Before this trip, I had traveled to Syria 15 times over the last two years and had visited Damascus, Homs, and Idlib, but skipped Aleppo, as I felt there had been so many journalists in the city.
I didn’t have a particular film in mind, but I did want to make a documentary focused on civilians and hoped I could make one without a single fighter in it. (The film was produced by Channel 4 News in Britain.) I was interested because many civilians were deciding to go back to Aleppo, but the danger is still there. There are still airstrikes and now Scud-missile attacks, and bodies of executed people are being pulled out of the river.
When you first walk through the streets, you think everything is normal. But then the danger hits, and, of course, you see a city filled with garbage. There were no garbage collectors. But the people started to organize themselves and clean up the streets, and this was a process that picked up day by day, and I wanted to explore who was doing this.
I found there was a competition under way between different groups. There are relief groups run by moderates and those organized by radical Islamists, such as Jabhat al-Nusra, the group dubbed a terrorist organization by the Obama administration because of links with al Qaeda. So you see streets being cleaned by al-Nusra and schools organized by al-Nusra and also more moderate groups cleaning streets and operating schools. There was a rivalry going on.

DATASET ENTRIES:
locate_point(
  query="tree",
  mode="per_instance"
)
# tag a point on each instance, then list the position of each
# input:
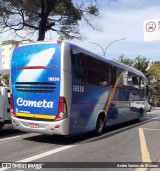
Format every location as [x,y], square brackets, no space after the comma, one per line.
[40,16]
[142,64]
[125,60]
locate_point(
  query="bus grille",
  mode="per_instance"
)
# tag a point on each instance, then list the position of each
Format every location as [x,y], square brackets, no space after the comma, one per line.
[40,87]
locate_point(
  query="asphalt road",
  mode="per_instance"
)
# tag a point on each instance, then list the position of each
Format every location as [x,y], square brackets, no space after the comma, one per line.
[132,142]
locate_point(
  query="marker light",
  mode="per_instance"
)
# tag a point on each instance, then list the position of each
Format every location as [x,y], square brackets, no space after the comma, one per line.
[62,109]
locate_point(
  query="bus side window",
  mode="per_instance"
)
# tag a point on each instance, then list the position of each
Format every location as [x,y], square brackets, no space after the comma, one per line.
[77,64]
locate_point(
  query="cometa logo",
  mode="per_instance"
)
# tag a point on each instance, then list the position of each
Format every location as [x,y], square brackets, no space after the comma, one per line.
[39,104]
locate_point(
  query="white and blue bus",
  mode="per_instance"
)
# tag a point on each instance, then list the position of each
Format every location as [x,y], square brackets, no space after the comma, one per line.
[60,88]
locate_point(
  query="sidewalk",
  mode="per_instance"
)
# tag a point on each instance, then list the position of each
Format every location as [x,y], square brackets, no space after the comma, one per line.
[155,108]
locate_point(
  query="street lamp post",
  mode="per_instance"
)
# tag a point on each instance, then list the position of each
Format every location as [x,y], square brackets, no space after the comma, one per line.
[104,51]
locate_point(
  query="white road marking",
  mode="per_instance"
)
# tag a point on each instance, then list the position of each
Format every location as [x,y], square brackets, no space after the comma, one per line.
[29,159]
[9,138]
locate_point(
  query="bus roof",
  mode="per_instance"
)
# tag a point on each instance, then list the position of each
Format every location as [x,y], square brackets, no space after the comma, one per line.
[115,63]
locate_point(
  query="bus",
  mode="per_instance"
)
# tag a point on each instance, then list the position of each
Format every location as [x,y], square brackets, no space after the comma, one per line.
[60,88]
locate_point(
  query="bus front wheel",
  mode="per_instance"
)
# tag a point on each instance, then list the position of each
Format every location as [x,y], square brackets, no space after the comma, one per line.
[99,125]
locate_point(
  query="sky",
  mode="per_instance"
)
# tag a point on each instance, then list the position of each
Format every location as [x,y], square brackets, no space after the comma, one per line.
[118,20]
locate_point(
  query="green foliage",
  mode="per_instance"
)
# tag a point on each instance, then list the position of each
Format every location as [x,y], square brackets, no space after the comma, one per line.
[125,60]
[149,69]
[40,16]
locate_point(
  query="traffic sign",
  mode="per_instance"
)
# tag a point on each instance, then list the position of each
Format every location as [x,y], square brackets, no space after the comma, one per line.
[152,30]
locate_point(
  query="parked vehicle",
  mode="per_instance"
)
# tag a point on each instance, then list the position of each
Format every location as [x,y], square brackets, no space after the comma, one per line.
[60,88]
[5,116]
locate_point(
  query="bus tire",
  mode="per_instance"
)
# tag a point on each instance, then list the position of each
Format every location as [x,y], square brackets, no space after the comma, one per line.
[99,125]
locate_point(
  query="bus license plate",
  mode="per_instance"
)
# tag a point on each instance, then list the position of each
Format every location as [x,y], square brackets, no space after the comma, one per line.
[33,125]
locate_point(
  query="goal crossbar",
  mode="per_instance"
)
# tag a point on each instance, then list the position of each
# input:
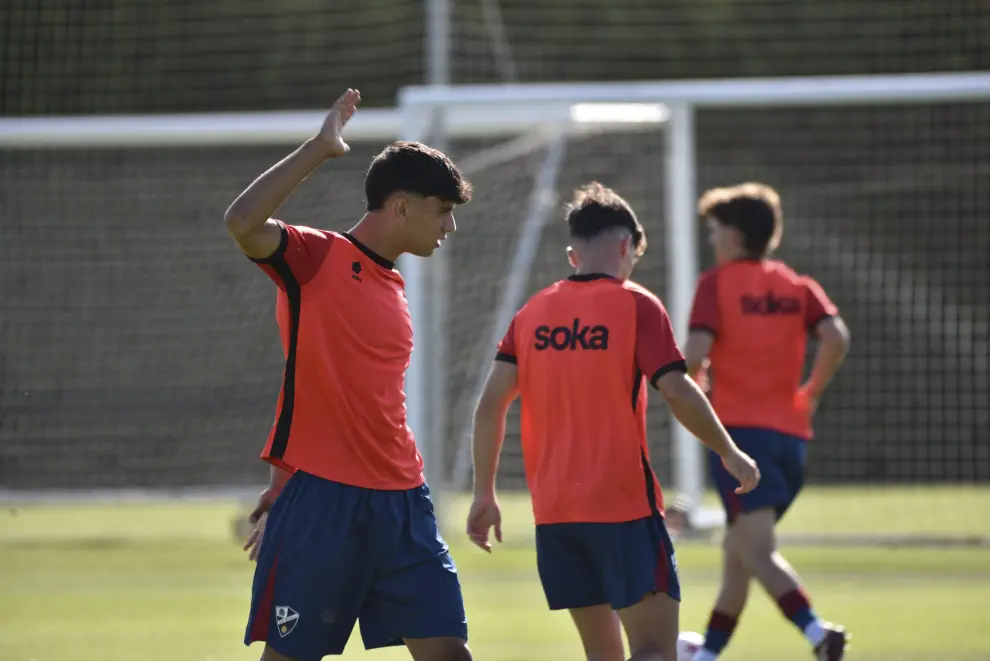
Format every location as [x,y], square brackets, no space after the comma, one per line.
[679,100]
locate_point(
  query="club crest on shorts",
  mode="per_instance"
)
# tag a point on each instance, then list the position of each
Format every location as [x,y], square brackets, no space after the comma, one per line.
[286,619]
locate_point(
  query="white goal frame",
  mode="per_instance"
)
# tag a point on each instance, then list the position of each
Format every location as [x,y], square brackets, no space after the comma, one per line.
[484,111]
[422,110]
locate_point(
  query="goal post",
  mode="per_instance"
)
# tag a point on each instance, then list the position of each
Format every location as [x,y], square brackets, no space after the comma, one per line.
[682,101]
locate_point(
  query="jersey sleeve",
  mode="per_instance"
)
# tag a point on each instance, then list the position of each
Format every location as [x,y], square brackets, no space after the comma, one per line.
[704,309]
[657,352]
[817,305]
[507,347]
[299,256]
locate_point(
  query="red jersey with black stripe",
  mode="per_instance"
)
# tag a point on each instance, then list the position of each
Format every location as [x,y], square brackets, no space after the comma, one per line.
[347,336]
[585,348]
[760,313]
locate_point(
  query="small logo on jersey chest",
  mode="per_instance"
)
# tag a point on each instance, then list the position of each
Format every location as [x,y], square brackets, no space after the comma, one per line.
[286,619]
[770,304]
[573,337]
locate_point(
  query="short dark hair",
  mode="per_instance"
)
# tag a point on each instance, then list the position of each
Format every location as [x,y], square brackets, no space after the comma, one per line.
[596,209]
[753,209]
[414,168]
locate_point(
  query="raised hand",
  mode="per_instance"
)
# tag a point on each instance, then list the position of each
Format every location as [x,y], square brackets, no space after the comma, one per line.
[330,133]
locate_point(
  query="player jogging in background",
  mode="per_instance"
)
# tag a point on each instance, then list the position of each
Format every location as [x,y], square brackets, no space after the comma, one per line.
[750,319]
[347,530]
[580,354]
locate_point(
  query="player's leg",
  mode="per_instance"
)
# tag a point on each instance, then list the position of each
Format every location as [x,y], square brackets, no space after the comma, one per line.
[571,581]
[600,631]
[651,627]
[415,600]
[734,590]
[639,573]
[753,538]
[729,605]
[310,578]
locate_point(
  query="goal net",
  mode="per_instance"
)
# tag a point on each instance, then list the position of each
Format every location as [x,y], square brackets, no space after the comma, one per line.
[881,181]
[138,348]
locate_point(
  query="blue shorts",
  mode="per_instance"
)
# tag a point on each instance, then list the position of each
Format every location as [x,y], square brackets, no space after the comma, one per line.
[781,459]
[333,554]
[588,564]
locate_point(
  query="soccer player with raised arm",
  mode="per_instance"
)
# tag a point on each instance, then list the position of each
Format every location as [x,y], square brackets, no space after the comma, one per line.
[347,529]
[749,326]
[580,354]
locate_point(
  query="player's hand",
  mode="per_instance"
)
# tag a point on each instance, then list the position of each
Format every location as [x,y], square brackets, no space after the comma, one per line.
[807,400]
[258,519]
[333,125]
[742,467]
[484,515]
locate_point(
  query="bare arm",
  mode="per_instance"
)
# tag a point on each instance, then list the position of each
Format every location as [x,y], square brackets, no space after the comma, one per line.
[833,345]
[248,219]
[696,351]
[489,426]
[692,409]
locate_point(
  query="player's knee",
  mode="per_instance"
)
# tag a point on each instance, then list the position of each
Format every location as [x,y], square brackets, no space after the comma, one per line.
[439,649]
[653,651]
[271,655]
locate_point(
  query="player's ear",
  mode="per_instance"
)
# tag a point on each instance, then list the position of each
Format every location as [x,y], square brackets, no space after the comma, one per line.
[400,206]
[626,247]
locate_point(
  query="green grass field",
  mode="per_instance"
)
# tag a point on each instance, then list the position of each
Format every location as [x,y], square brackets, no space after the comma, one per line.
[147,582]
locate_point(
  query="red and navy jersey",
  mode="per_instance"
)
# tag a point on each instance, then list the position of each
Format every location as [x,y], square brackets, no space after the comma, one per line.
[347,337]
[760,313]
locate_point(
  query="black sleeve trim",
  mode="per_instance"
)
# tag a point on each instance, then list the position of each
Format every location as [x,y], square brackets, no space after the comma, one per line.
[676,366]
[813,327]
[278,256]
[506,358]
[703,329]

REQUIRED ACTION 1: In the account of filming in Aleppo, which organization produced the film?
REQUIRED ACTION 2: Summarize the account of filming in Aleppo in two sentences.
The records have nothing to do with the text.

EXERCISE RESPONSE 1: Channel 4 News in Britain.

EXERCISE RESPONSE 2: After 15 trips to Syria in two years that had skipped Aleppo, the writer went there to make a documentary about civilians returning to the city despite continuing airstrikes, Scud-missile attacks and bodies of executed people being pulled from the river. In the garbage-filled streets, residents had begun organizing cleanups, and the writer found a rivalry in which both moderate relief groups and radical Islamists such as Jabhat al-Nusra were cleaning streets and running schools.